## TASK OBJECTIVE
Give the data again exactly as it is written.

(Data records)

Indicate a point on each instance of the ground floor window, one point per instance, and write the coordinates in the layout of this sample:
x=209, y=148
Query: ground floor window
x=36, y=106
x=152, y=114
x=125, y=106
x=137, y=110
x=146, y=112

## YOUR RESPONSE
Indicate a point on each instance of the ground floor window, one point per instance, and write the coordinates in the layout of this sample:
x=209, y=148
Query: ground floor window
x=36, y=106
x=152, y=114
x=125, y=106
x=137, y=110
x=146, y=112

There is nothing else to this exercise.